» Work request
Copy out in full, word for word, the passage below on the Hillsborough water connection ordinance and the Buonviaggios' well.
───── Document passage
The Board reluctantly acceded to the new designation and passed the connection ordinance in question. However, the municipal attorney wrote to the DEP, stating that the ordinance "suffered from questionable enforcement value" because of the problems of proof with respect to whether the Buonviaggios' farm was in fact affected.
To nail the issues down and forestall a challenge to the ordinance, the Hillsborough officials presented the Buonviaggios with three alternatives: (1) to seal the private well and use public water only, thus achieving total ordinance compliance; (2) to seal the private well and use public water for the house and a river water device for the farm; (3) to retain the well and use public water for the house and well water for the business with protective devices and periodic monitoring.
──────────
───── Study material
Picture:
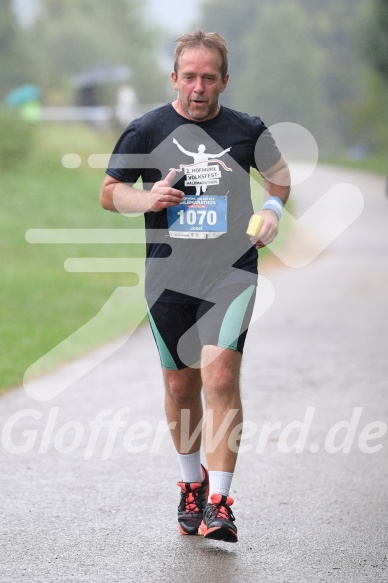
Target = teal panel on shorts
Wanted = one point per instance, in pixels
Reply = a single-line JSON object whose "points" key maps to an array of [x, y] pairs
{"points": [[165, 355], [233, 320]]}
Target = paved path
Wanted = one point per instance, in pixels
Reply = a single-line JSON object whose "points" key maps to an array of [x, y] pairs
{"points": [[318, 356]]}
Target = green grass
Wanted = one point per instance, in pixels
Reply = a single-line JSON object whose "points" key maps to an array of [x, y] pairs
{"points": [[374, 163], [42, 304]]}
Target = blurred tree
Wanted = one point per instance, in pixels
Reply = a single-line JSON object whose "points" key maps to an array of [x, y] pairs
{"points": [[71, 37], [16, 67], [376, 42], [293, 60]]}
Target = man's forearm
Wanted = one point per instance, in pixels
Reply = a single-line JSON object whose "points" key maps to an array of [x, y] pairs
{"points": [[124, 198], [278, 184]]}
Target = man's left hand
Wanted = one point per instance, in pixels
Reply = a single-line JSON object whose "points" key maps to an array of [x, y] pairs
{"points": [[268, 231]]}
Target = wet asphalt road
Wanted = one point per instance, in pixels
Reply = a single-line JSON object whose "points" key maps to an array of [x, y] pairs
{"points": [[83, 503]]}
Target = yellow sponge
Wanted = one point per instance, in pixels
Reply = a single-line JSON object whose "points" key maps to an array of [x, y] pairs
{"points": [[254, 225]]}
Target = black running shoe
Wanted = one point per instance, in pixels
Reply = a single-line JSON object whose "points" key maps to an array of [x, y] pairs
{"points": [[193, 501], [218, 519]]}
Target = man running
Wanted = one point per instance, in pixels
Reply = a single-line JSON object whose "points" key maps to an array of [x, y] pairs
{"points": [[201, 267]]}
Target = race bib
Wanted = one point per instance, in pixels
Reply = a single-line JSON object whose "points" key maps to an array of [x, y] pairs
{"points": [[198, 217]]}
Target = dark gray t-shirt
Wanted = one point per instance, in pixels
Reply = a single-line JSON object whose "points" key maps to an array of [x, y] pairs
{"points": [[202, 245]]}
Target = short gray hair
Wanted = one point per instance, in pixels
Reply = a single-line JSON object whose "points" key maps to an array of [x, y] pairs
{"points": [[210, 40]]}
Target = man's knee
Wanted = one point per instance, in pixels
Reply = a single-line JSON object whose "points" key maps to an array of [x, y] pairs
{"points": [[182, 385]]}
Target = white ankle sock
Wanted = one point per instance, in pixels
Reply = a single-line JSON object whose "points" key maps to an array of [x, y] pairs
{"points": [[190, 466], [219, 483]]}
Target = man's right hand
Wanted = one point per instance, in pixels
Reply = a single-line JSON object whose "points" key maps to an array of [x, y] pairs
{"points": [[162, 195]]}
──────────
───── Study material
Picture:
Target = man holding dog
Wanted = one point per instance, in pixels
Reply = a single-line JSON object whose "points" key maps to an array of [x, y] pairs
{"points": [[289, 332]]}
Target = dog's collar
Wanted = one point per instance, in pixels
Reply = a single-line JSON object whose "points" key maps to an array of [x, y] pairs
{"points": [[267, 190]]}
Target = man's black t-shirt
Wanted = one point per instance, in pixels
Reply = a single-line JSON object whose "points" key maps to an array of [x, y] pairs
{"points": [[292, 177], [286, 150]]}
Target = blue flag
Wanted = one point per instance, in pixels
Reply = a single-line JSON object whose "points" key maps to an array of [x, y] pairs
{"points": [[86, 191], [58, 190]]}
──────────
» Response to this task
The Board reluctantly acceded to the new designation and passed the connection ordinance in question. However, the municipal attorney wrote to the DEP, stating that the ordinance "suffered from questionable enforcement value" because of the problems of proof with respect to whether the Buonviaggios' farm was in fact affected.
To nail the issues down and forestall a challenge to the ordinance, the Hillsborough officials presented the Buonviaggios with three alternatives: (1) to seal the private well and use public water only, thus achieving total ordinance compliance; (2) to seal the private well and use public water for the house and a river water device for the farm; (3) to retain the well and use public water for the house and well water for the business with protective devices and periodic monitoring.